Misalnya, dalam waktu hanya tujuh tahun, para ilmuwan berhasil membuat tanaman menjadi lebih lezat. Begitu pula dengan anjing, yang berhasil didomestikasi dalam beberapa generasi.
"Kita membuat evolusi terjadi," kata Bonnet kepada Live Science. "Kita dapat melihat bahwa perubahan yang terjadi pada skala beberapa generasi (dapat) cukup dramatis."
Lalu, bagaimana dengan evolusi yang terjadi secara alami? Untuk menjawab pertanyaan ini, Bonnet dan timnya menganalisis data genetik dari berbagai spesies burung dan mamalia.
Hasilnya mengejutkan: laju evolusi adaptif ternyata dua hingga empat kali lebih cepat dari perkiraan sebelumnya. Artinya, setiap generasi memiliki peluang lebih besar untuk bertahan hidup dan berkembang biak.
Baca Juga: Mata Rantai Evolusi Homo floresiensis, Spesies Manusia yang Menyusut
Secara lebih spesifik, setiap generasi meningkatkan kelangsungan hidup dan reproduksinya sebesar 18,5%, rata-rata, di bawah kondisi yang sepenuhnya stabil.
Ini berarti bahwa jika kelangsungan hidup dan reproduksi berkurang sebesar sepertiga, evolusi adaptif akan membantu populasi pulih dalam tiga hingga tujuh generasi.
Domba bighorn (Ovis canadensis) mengembangkan tanduk yang lebih pendek 0,7 inci (2 sentimeter) daripada sebelumnya selama 20 tahun, atau tiga generasi, karena para pemburu telah menargetkan mereka yang memiliki tanduk yang lebih besar.
Tikus salju (Chionomys nivalis) menyusut hingga 0,1 ons (3 gram) selama 10 tahun, atau delapan generasi, mungkin karena perubahan curah salju.
Namun di alam, kondisi tidak pernah stabil.
"Kami memiliki populasi yang beradaptasi, tetapi kami tidak tahu apa yang mereka adaptasi," kata Bonnet. Dia menjelaskan bahwa perubahan lingkungan, persaingan, penyakit, dan manusia dapat memicu evolusi yang cepat.

## Petunjuk Latihan
Salin kata demi kata bagian dari bacaan tentang evolusi, mulai dari "Hasilnya mengejutkan: laju" dan berakhir pada "yang sepenuhnya stabil.".

## Daftar yang Diberikan
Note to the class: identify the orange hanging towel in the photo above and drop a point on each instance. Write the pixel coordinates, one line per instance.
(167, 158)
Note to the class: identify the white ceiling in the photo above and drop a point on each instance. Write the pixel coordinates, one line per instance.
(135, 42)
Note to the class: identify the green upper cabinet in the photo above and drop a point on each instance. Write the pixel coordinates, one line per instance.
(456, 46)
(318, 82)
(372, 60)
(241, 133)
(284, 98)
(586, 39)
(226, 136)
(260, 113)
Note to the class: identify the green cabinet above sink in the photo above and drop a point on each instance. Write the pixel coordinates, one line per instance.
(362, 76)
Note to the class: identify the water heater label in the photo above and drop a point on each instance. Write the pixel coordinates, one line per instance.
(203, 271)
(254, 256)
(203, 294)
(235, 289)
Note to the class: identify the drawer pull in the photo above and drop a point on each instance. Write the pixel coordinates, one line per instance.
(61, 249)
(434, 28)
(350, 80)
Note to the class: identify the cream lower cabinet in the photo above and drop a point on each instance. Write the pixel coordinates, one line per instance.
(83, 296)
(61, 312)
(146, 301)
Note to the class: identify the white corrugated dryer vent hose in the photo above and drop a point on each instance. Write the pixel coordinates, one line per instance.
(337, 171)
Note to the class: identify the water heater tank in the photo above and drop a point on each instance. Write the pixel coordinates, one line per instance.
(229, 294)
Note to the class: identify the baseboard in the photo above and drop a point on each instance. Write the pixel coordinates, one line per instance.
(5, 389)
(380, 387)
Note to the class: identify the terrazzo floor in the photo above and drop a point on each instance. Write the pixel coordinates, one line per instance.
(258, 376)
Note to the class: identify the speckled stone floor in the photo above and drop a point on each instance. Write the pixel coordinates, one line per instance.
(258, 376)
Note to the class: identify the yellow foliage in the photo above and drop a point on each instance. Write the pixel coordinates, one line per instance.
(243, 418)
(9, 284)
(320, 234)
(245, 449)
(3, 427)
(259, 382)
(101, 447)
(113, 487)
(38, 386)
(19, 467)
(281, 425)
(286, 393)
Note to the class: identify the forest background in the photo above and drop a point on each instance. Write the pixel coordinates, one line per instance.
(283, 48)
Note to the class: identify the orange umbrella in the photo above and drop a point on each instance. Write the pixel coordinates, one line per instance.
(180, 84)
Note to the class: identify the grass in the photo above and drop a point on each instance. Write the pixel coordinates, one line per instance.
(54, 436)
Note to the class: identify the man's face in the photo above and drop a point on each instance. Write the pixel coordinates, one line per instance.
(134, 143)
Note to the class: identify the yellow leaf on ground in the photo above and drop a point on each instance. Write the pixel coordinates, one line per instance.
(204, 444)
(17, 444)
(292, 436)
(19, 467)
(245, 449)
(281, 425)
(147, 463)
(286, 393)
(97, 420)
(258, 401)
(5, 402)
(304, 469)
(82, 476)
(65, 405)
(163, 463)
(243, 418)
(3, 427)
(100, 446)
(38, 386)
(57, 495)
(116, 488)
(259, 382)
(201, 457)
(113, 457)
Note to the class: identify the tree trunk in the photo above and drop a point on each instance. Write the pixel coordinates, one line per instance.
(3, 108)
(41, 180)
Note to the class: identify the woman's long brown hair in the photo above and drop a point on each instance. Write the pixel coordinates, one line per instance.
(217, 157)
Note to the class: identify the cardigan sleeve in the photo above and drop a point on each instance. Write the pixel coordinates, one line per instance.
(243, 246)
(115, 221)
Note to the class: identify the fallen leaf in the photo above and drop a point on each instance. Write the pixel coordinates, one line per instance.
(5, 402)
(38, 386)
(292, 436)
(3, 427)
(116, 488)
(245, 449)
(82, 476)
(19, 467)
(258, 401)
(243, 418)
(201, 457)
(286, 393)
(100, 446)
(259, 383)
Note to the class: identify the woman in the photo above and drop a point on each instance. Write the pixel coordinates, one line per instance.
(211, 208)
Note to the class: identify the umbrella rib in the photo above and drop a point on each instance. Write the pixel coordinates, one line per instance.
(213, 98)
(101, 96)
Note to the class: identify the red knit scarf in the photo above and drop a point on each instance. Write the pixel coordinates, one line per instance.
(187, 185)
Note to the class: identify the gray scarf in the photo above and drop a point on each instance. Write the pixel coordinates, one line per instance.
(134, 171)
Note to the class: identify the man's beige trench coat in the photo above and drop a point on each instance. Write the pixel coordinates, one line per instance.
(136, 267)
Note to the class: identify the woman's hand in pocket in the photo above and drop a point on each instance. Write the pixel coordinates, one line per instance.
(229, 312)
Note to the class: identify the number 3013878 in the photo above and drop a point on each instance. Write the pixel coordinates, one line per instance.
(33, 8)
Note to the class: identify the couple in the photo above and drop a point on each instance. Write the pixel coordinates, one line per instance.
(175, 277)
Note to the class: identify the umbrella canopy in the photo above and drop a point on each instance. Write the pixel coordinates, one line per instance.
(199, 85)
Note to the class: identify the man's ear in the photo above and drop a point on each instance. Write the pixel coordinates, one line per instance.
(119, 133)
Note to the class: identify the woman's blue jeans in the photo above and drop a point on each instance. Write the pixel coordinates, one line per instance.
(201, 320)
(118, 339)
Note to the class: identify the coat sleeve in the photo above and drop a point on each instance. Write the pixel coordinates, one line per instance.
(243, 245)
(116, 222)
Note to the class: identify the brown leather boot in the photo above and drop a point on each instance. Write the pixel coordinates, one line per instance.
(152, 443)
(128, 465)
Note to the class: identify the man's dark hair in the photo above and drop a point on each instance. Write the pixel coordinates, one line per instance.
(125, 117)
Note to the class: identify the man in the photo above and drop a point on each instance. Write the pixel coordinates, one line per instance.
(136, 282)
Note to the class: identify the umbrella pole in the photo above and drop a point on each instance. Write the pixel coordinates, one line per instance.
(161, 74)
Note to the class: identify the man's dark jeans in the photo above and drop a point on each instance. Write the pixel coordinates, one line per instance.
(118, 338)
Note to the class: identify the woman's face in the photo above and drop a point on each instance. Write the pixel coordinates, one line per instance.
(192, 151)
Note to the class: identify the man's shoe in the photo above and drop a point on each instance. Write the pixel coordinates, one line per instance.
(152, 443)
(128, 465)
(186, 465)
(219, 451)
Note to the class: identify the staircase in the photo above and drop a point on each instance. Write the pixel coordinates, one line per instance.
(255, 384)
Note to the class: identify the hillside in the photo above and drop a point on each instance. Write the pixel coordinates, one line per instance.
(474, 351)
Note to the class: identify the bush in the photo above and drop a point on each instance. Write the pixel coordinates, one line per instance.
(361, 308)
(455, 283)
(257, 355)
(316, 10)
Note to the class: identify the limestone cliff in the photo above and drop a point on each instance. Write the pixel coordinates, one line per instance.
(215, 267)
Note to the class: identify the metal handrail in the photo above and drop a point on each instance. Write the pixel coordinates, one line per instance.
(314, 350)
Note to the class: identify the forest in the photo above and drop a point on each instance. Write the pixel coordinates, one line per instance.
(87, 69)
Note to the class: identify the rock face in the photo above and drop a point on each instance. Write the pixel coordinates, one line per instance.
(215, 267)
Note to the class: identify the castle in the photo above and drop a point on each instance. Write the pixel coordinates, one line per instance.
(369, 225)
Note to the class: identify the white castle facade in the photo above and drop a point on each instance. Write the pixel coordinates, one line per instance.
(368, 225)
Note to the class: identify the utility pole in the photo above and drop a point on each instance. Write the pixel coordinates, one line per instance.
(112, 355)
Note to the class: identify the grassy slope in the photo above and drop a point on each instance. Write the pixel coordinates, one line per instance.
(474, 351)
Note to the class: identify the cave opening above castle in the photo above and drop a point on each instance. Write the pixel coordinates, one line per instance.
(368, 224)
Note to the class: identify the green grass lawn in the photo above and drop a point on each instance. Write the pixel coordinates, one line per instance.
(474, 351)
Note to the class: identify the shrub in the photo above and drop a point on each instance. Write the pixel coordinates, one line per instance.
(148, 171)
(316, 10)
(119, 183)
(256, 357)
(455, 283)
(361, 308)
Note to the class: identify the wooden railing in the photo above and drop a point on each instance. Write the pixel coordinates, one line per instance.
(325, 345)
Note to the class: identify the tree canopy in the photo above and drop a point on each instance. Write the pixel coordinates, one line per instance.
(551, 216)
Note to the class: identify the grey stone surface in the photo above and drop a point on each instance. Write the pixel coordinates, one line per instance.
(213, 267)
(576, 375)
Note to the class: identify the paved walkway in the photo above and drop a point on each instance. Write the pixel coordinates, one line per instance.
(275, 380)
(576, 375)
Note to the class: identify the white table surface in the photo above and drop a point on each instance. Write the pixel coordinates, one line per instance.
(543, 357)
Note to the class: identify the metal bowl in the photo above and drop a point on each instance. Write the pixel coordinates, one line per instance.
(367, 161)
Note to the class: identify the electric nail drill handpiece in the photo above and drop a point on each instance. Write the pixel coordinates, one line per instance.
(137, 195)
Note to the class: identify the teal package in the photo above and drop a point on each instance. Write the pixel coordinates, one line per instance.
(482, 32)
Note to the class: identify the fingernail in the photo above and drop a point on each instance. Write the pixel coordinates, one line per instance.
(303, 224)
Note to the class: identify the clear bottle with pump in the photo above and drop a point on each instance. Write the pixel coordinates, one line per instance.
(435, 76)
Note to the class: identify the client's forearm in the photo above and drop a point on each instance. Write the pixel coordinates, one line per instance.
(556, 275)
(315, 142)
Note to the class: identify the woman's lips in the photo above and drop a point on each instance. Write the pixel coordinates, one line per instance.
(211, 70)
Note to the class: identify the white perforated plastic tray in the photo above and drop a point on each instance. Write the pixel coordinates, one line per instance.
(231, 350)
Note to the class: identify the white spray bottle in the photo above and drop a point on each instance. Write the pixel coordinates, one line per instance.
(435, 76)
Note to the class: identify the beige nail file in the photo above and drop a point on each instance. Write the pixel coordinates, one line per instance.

## Jawaban Tertulis
Hasilnya mengejutkan: laju evolusi adaptif ternyata dua hingga empat kali lebih cepat dari perkiraan sebelumnya. Artinya, setiap generasi memiliki peluang lebih besar untuk bertahan hidup dan berkembang biak.
Baca Juga: Mata Rantai Evolusi Homo floresiensis, Spesies Manusia yang Menyusut
Secara lebih spesifik, setiap generasi meningkatkan kelangsungan hidup dan reproduksinya sebesar 18,5%, rata-rata, di bawah kondisi yang sepenuhnya stabil.